Records from a point labeling set
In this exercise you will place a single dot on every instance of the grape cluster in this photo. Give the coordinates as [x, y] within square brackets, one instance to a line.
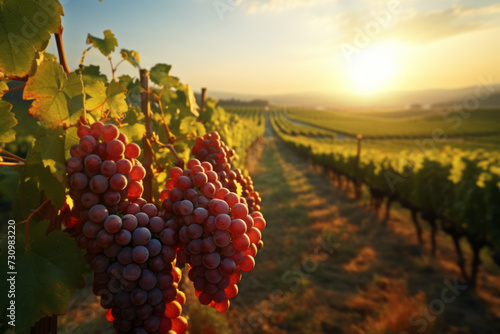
[133, 272]
[103, 169]
[210, 148]
[134, 275]
[213, 230]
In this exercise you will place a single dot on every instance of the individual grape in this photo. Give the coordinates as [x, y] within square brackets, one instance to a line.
[227, 266]
[147, 280]
[173, 310]
[104, 239]
[111, 198]
[142, 219]
[140, 254]
[254, 235]
[113, 224]
[218, 207]
[124, 166]
[108, 168]
[156, 224]
[154, 247]
[211, 260]
[241, 242]
[74, 165]
[118, 182]
[99, 264]
[115, 148]
[92, 162]
[132, 151]
[125, 256]
[183, 208]
[132, 272]
[88, 144]
[98, 213]
[129, 222]
[138, 296]
[248, 263]
[149, 209]
[98, 184]
[138, 173]
[89, 199]
[223, 222]
[78, 181]
[222, 238]
[135, 189]
[109, 132]
[179, 325]
[239, 211]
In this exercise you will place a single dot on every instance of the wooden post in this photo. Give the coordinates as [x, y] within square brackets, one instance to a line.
[148, 152]
[203, 99]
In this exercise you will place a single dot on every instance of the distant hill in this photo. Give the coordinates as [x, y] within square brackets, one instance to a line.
[396, 99]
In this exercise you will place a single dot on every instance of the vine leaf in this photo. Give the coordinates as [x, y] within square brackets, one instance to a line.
[111, 98]
[7, 134]
[92, 73]
[106, 45]
[48, 272]
[45, 164]
[132, 57]
[133, 124]
[22, 36]
[59, 97]
[160, 75]
[116, 95]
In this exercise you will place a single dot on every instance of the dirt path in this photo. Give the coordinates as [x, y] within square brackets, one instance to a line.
[330, 265]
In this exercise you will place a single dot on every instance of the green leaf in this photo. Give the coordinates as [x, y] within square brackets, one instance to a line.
[133, 124]
[95, 95]
[116, 95]
[22, 35]
[59, 98]
[48, 272]
[91, 74]
[185, 101]
[46, 169]
[106, 45]
[3, 87]
[160, 75]
[7, 134]
[190, 125]
[132, 57]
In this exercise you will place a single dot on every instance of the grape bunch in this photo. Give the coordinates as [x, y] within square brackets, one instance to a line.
[213, 230]
[210, 148]
[134, 275]
[103, 169]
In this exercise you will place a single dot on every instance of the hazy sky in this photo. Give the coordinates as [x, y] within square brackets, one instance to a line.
[286, 46]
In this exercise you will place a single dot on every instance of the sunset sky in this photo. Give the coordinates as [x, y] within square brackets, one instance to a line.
[286, 46]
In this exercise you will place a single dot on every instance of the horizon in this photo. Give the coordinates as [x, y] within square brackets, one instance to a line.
[365, 49]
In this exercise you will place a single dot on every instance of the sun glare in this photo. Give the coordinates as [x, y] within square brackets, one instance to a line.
[372, 69]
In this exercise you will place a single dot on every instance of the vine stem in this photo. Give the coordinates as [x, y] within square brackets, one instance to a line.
[11, 164]
[148, 151]
[14, 89]
[60, 50]
[28, 221]
[12, 155]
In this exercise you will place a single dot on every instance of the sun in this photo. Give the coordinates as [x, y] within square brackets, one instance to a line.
[373, 68]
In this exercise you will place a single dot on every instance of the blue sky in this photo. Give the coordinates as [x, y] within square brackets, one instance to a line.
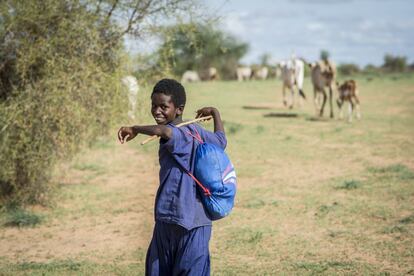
[353, 31]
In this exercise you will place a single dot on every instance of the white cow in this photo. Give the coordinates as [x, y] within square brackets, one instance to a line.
[131, 84]
[190, 76]
[292, 74]
[262, 73]
[243, 73]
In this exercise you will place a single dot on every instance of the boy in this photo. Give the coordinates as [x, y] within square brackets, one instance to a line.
[182, 230]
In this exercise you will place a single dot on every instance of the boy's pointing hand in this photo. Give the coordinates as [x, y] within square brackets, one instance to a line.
[126, 134]
[206, 111]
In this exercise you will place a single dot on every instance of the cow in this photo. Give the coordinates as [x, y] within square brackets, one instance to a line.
[190, 76]
[348, 92]
[323, 74]
[131, 84]
[292, 73]
[243, 73]
[261, 73]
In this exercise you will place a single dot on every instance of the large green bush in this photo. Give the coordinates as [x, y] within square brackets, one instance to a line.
[61, 62]
[58, 88]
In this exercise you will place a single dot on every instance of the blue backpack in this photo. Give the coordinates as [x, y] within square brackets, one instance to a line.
[215, 178]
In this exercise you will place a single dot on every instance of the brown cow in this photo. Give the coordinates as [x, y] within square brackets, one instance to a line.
[323, 75]
[348, 92]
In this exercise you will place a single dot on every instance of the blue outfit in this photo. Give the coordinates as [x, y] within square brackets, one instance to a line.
[182, 231]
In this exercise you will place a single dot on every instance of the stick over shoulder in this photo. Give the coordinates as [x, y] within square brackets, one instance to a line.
[179, 125]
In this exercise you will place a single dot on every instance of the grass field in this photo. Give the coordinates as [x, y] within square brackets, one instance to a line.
[315, 196]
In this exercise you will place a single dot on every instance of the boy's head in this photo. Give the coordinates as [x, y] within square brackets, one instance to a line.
[168, 100]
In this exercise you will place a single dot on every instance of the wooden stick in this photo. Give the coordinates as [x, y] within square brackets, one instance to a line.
[181, 124]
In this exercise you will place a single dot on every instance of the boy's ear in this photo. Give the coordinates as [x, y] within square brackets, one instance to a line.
[180, 110]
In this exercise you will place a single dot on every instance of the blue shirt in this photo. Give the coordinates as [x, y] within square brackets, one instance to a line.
[177, 200]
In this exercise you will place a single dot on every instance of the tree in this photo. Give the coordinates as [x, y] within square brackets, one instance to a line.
[198, 47]
[60, 66]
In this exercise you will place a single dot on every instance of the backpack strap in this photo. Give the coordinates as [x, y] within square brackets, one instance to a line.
[196, 136]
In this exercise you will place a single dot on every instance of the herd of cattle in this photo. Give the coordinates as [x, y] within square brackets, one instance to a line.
[291, 72]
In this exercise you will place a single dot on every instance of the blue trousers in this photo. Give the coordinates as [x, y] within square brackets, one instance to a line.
[176, 251]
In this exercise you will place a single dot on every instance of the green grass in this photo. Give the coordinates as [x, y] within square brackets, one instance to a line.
[315, 196]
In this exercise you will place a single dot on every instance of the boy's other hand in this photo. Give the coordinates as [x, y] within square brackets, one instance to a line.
[205, 111]
[125, 134]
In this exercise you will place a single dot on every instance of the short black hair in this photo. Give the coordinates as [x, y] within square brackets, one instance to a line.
[171, 88]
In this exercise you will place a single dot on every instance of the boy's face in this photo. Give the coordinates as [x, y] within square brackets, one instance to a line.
[163, 109]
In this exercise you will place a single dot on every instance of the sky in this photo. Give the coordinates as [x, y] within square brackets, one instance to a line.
[352, 31]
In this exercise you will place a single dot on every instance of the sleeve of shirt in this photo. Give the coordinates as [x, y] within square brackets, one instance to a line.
[217, 138]
[179, 142]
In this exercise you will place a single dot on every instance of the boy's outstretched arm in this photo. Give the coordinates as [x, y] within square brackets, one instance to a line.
[126, 134]
[207, 111]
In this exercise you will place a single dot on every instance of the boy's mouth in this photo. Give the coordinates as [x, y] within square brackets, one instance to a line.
[159, 119]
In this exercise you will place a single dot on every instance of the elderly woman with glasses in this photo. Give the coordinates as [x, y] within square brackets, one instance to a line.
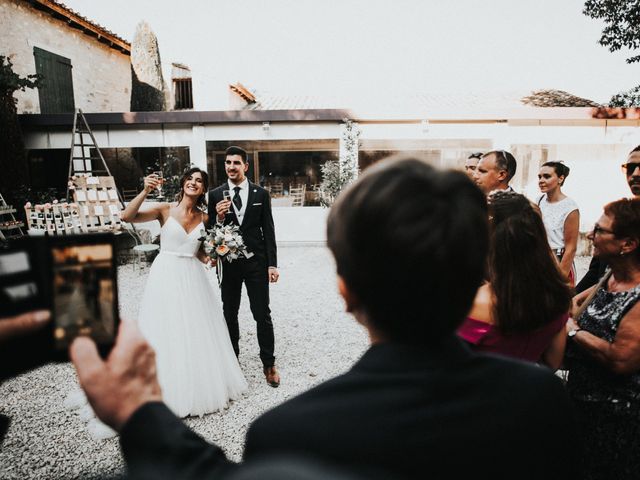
[603, 351]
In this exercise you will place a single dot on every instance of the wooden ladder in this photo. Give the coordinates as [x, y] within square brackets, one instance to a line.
[10, 227]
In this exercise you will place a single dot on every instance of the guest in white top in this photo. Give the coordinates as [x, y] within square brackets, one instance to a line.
[560, 215]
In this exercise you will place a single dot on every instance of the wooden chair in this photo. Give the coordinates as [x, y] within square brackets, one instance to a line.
[130, 194]
[277, 189]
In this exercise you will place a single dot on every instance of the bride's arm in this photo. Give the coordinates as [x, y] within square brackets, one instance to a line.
[131, 213]
[200, 254]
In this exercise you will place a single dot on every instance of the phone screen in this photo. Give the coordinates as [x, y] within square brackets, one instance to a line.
[84, 293]
[16, 295]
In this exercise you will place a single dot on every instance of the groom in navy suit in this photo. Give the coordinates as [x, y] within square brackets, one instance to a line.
[250, 208]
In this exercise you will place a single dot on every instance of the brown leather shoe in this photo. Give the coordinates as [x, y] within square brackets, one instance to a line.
[272, 376]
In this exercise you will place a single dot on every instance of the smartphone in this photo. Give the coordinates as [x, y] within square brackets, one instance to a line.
[73, 276]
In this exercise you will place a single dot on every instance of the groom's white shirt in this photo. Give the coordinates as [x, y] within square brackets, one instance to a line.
[244, 196]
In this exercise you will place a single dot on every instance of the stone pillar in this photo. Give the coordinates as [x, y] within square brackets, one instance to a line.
[198, 148]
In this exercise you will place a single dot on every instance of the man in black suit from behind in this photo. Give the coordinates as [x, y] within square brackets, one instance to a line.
[410, 244]
[249, 207]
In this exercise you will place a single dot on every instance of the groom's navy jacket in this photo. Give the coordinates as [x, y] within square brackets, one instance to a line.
[257, 227]
[438, 412]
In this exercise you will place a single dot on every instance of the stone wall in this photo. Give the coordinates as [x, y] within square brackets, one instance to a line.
[101, 75]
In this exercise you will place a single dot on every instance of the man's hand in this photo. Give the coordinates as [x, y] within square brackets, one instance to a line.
[126, 381]
[23, 324]
[222, 208]
[273, 274]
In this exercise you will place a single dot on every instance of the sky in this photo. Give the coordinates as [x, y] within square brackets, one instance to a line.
[321, 47]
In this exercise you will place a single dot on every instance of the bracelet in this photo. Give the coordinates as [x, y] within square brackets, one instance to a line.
[572, 333]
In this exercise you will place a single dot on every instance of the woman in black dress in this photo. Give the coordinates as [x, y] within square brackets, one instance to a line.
[603, 354]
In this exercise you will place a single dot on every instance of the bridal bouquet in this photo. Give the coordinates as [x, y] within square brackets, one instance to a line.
[224, 242]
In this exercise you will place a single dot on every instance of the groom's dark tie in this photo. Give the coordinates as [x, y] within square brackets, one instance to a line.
[237, 201]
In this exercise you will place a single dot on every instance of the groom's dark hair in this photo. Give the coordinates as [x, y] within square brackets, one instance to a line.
[410, 242]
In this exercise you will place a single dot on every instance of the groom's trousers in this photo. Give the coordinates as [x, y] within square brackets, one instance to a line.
[253, 272]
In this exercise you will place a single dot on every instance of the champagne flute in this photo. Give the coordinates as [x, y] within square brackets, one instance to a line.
[226, 195]
[159, 175]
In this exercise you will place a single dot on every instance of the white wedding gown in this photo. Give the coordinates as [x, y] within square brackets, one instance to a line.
[181, 317]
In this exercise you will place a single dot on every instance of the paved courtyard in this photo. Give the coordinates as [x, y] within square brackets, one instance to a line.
[315, 340]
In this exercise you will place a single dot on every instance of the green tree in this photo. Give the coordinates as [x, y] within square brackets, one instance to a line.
[13, 159]
[621, 30]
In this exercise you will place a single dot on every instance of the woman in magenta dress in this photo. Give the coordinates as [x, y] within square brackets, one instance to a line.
[522, 309]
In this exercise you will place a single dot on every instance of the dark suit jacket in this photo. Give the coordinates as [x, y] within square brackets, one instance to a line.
[258, 231]
[444, 412]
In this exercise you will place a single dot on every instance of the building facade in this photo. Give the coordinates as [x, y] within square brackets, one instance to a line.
[83, 65]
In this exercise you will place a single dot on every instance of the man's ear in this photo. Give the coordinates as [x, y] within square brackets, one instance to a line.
[629, 245]
[349, 297]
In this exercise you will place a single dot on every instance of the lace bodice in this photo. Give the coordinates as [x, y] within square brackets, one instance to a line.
[175, 240]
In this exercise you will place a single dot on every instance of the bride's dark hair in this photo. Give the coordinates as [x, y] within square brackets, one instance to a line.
[201, 203]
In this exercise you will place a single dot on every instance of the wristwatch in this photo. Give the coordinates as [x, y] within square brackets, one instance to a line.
[572, 333]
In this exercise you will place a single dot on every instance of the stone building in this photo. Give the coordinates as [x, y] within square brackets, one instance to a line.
[84, 65]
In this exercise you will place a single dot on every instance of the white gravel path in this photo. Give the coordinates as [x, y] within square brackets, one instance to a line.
[315, 340]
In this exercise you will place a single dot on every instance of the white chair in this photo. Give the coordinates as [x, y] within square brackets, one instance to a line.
[141, 251]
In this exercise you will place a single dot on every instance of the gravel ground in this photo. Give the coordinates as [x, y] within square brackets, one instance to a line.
[315, 340]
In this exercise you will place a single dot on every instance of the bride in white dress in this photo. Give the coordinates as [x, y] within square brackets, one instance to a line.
[180, 312]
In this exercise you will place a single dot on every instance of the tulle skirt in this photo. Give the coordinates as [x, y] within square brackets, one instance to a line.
[181, 317]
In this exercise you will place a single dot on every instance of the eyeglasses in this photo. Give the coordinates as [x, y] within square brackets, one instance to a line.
[630, 167]
[598, 229]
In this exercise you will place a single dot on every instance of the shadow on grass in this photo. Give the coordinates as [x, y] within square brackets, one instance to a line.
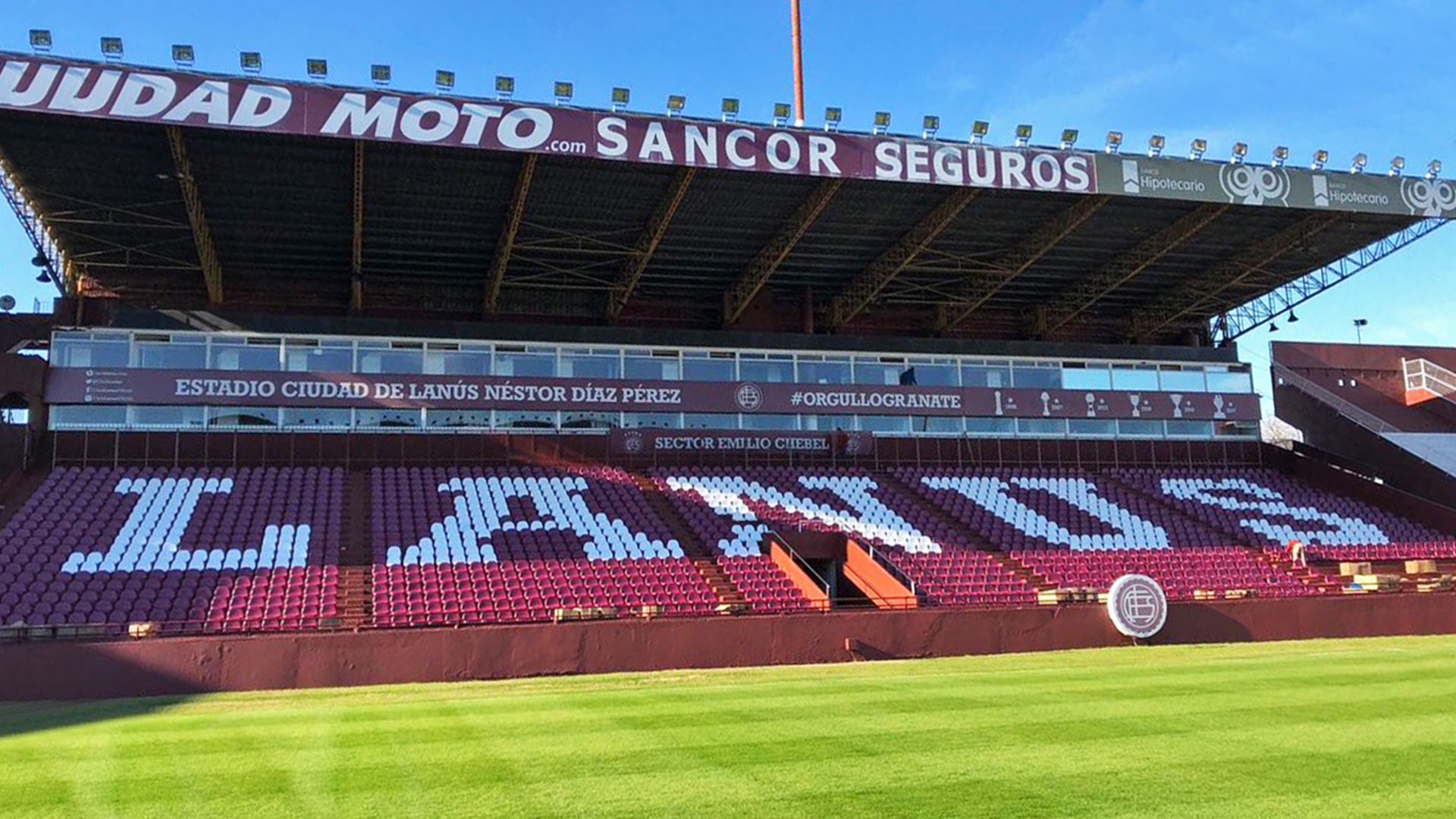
[50, 686]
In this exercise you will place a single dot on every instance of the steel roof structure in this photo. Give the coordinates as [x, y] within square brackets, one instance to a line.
[182, 215]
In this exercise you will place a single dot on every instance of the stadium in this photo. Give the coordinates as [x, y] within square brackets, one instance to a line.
[357, 387]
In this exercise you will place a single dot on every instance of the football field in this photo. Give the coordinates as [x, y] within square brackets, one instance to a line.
[1357, 727]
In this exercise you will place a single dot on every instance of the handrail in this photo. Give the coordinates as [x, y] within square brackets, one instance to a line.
[1427, 372]
[1363, 417]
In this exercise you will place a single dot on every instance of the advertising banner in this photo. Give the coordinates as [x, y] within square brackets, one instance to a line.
[648, 442]
[74, 88]
[221, 388]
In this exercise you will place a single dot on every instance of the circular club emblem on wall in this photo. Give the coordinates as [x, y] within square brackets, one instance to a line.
[748, 397]
[1138, 605]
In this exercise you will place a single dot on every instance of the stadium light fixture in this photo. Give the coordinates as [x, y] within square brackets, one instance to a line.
[41, 41]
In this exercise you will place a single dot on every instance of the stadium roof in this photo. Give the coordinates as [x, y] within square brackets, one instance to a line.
[181, 190]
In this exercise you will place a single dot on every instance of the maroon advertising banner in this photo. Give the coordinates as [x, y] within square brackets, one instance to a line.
[255, 104]
[220, 388]
[648, 442]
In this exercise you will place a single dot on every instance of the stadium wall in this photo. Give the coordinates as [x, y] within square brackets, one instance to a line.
[194, 665]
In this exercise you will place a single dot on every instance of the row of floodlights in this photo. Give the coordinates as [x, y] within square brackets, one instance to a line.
[318, 69]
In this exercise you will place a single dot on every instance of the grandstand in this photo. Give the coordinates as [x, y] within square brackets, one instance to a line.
[557, 390]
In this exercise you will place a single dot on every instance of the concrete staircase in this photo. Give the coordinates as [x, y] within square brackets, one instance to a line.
[730, 599]
[356, 554]
[1011, 564]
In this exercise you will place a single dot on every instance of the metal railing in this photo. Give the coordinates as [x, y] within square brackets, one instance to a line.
[1421, 373]
[1363, 417]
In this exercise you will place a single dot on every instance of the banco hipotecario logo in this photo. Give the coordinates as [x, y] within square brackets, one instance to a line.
[1254, 184]
[1138, 605]
[1429, 197]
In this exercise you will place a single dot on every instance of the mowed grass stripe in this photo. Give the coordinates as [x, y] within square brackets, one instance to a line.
[1298, 729]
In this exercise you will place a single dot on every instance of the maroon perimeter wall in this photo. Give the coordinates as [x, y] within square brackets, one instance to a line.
[193, 665]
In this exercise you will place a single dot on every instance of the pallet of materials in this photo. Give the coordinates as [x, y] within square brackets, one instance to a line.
[1420, 567]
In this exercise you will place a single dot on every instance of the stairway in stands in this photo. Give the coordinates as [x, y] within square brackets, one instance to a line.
[730, 598]
[357, 554]
[1011, 564]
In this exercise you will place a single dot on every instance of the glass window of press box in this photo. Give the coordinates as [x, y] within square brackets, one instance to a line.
[446, 357]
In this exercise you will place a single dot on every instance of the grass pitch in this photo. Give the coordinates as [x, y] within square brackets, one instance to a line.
[1357, 727]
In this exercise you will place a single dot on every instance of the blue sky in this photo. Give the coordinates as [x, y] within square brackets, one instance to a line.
[1345, 76]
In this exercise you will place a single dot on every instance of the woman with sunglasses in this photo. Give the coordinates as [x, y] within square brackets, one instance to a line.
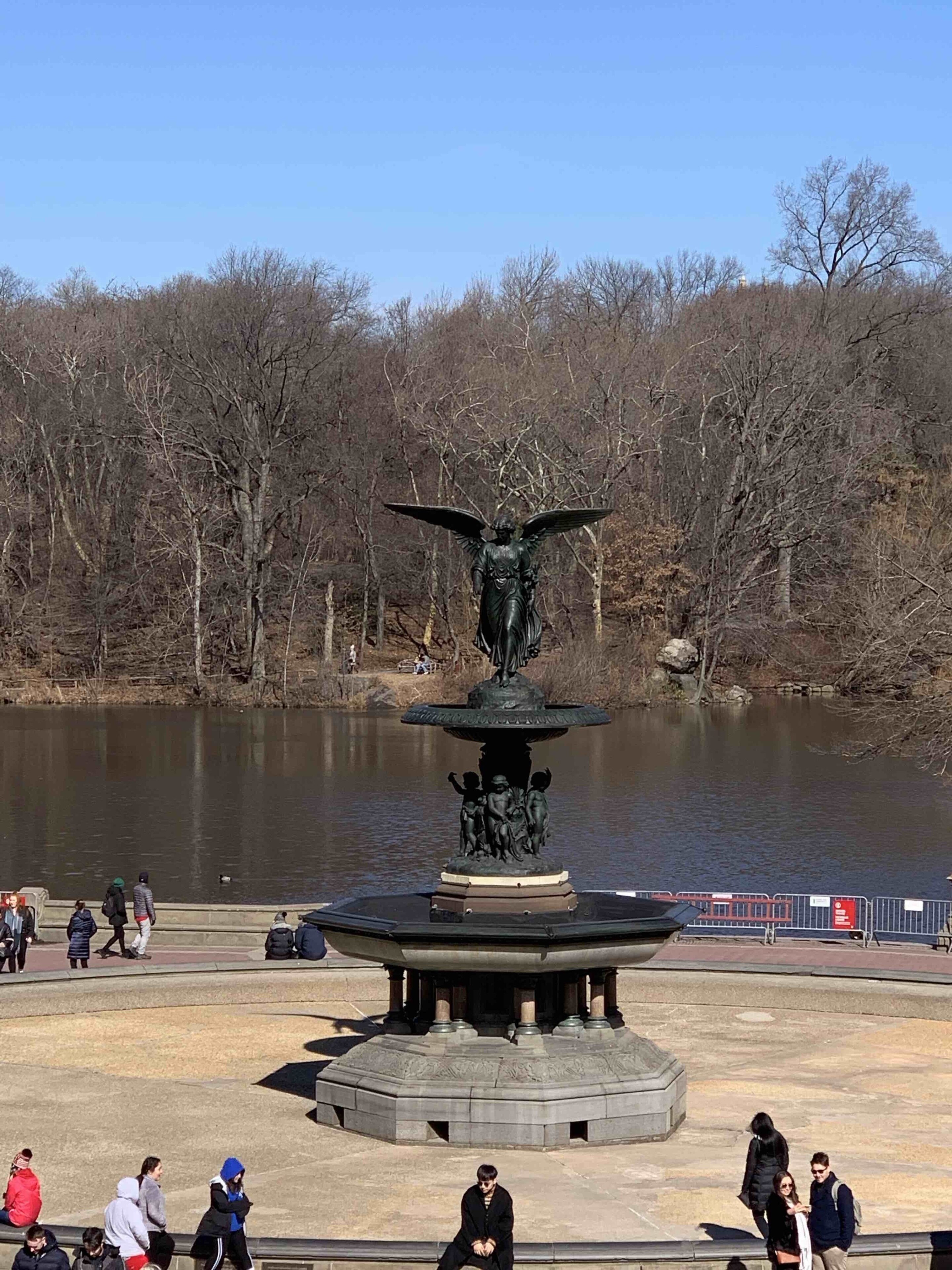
[787, 1232]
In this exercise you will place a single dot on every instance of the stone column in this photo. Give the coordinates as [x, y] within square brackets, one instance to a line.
[527, 1025]
[442, 1022]
[612, 1013]
[395, 1020]
[597, 1005]
[424, 1016]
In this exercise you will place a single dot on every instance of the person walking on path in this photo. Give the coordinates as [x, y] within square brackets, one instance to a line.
[221, 1232]
[125, 1229]
[151, 1206]
[144, 912]
[115, 912]
[485, 1235]
[22, 1198]
[309, 943]
[95, 1255]
[767, 1156]
[280, 942]
[21, 929]
[787, 1231]
[41, 1251]
[832, 1214]
[80, 931]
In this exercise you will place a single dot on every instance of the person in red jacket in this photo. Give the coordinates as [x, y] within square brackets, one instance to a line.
[22, 1201]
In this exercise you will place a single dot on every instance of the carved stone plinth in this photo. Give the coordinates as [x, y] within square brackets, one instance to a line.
[488, 1093]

| Task to carry out |
Starting at the line with "of the glass", output each line through the final one of the listing above, and nothing else. Pictures are to be left out.

| Response |
In this exercise you will place a single dot on every instance of the glass window of press box in this photo. Give the coordinates as [x, y] within square brackets, one instance to a line.
[446, 357]
In this exercise you will place a single dot on every instance of the grass pitch in this photo. Give the coordinates as [x, y] within square brackets, one instance to a line.
[1357, 727]
In this exercise you will place a single dot on every instance of the blue sky in this photo. Give the coordinates as [x, y] within square brackets, one instance to a line.
[1345, 76]
In this exercise you will place a single dot on every instance of the woman with sunglasses in this photo. Give the coordinates as [x, y] within square brackets, one instance to a line.
[787, 1232]
In this exercise you will place a single dot on every instance of the stone column in this photo. Give the coordinates as [x, y] within square brackets, one instance to a line.
[527, 1025]
[442, 1022]
[612, 1013]
[395, 1020]
[597, 1005]
[424, 1016]
In this exercise you will place a single dot on every instance of the person walking on path in this photo. Give the coordinates as [x, y] within square brackets, one instance to a line.
[221, 1232]
[125, 1229]
[151, 1206]
[144, 912]
[115, 912]
[485, 1235]
[22, 1198]
[309, 943]
[95, 1255]
[767, 1156]
[280, 942]
[21, 929]
[787, 1231]
[41, 1251]
[832, 1214]
[80, 931]
In this exercise you will place a single dot on every instance of the person in red jacket in this photo. Give the coordinates as [x, y] within square brackets, one instance to a line.
[22, 1201]
In this exercise you will place a single dot on every instance of the carved stone plinth in this photo. Give the coordinates as [x, y] within square brackets, one instance to a line.
[488, 1093]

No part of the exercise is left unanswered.